[Source records]
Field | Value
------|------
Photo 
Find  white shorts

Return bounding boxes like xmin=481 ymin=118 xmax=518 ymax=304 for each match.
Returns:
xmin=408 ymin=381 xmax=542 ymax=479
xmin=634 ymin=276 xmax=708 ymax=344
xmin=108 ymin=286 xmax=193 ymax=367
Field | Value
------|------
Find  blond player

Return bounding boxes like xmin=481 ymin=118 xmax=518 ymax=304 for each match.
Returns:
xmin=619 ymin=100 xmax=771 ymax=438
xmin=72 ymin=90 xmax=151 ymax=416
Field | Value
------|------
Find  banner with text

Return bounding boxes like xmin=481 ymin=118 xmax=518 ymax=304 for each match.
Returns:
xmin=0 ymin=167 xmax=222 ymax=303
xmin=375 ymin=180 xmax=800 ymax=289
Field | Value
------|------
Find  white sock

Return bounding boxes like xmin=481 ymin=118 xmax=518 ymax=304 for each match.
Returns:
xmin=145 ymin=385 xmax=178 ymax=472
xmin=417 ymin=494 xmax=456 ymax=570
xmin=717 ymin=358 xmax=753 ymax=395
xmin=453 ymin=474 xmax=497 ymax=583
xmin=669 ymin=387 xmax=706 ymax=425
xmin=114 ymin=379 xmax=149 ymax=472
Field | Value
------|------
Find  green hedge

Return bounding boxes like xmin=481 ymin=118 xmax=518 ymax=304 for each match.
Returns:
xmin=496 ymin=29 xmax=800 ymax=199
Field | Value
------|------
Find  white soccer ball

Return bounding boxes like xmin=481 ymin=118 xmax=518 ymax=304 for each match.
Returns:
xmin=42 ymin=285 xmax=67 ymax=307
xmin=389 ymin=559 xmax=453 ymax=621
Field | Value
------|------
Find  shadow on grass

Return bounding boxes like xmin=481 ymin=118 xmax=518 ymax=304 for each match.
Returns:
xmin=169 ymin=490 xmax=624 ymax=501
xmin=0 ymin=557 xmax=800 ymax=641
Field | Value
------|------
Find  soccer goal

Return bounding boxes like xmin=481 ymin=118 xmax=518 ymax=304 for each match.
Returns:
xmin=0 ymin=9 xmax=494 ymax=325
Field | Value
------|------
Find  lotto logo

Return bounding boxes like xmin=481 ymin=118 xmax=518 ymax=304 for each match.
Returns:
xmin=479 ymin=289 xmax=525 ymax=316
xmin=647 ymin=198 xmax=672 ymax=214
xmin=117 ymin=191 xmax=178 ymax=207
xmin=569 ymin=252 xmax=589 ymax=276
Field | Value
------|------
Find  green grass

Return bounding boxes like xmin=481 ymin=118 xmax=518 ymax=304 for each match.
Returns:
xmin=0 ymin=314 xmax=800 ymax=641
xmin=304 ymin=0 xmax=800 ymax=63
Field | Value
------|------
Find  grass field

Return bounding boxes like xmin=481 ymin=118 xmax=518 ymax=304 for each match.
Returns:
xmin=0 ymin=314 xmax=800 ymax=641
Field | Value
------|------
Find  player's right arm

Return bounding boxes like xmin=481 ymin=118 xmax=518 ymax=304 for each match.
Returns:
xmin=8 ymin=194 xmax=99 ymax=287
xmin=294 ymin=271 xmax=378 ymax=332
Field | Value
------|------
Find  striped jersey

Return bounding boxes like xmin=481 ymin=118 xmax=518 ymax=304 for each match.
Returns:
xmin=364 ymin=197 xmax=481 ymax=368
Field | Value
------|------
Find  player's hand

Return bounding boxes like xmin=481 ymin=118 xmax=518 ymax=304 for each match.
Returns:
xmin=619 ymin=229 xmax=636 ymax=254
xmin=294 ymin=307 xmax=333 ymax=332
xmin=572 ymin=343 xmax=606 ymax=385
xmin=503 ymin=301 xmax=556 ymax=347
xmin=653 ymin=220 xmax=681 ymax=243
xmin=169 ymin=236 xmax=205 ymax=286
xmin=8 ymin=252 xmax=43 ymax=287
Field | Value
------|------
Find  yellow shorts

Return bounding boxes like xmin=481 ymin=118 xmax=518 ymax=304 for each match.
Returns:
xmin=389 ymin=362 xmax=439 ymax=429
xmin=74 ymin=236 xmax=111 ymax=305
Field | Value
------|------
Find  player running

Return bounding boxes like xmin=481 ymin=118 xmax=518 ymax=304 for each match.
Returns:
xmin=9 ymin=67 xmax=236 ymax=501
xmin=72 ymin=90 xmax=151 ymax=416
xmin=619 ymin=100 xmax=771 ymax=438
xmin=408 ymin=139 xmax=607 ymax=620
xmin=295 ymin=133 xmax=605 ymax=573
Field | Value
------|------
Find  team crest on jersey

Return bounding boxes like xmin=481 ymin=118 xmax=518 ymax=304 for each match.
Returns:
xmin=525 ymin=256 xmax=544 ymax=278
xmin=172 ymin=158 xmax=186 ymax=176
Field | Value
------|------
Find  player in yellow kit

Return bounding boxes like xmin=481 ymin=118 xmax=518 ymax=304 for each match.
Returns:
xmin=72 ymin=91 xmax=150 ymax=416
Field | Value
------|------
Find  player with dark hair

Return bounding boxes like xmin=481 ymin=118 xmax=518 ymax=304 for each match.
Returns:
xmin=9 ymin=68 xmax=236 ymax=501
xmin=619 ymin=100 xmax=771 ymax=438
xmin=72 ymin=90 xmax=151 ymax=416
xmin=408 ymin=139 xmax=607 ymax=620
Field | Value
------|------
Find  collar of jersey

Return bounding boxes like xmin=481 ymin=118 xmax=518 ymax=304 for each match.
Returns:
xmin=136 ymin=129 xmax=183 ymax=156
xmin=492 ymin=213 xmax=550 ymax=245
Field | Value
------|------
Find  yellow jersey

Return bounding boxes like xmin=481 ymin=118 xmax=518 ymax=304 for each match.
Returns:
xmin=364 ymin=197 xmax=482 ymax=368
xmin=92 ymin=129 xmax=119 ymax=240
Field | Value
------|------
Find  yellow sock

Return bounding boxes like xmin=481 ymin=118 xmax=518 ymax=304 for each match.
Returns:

> _Challenge_
Copy out every line in the entries that contains the word "with", matching case exactly.

> _Correct answer_
Find  banner with text
Find  player with dark hair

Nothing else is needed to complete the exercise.